### Task prompt
Your answer must consist of one number: how many lines in the records contain "clicks".

### Input records
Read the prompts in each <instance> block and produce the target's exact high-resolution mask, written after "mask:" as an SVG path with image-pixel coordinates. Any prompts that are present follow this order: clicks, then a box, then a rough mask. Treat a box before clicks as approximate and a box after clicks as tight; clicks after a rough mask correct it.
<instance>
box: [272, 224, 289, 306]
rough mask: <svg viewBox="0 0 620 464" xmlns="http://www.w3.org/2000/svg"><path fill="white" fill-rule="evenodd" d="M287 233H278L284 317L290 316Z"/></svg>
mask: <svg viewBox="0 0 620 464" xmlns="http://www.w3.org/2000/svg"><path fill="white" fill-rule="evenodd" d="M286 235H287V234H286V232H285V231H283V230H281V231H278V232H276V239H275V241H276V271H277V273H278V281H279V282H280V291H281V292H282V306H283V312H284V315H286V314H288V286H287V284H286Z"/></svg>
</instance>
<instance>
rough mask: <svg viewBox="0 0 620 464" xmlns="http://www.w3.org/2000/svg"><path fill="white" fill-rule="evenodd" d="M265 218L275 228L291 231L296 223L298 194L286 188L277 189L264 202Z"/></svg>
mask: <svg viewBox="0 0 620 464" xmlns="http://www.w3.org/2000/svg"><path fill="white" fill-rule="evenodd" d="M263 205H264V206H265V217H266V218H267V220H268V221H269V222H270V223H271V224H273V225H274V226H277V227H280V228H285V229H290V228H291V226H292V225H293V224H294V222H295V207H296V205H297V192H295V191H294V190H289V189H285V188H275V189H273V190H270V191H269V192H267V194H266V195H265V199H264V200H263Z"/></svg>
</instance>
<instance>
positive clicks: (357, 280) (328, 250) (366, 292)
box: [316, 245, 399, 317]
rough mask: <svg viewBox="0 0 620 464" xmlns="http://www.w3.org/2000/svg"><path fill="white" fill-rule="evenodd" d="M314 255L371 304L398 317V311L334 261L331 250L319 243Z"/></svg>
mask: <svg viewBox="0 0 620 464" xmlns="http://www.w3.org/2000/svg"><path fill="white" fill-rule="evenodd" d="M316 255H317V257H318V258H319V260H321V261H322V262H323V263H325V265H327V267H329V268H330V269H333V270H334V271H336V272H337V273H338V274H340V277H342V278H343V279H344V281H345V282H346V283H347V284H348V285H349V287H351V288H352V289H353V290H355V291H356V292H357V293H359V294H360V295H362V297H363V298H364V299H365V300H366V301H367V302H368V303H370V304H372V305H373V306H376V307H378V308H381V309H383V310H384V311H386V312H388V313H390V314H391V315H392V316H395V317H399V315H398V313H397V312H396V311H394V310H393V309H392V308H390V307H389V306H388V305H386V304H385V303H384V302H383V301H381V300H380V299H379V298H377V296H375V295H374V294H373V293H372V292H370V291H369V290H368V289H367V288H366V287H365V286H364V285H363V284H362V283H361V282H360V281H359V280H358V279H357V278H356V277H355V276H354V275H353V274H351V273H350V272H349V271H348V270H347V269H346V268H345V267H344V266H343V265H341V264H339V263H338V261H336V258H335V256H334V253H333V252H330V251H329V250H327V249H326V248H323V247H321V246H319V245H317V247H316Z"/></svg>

### Task solution
2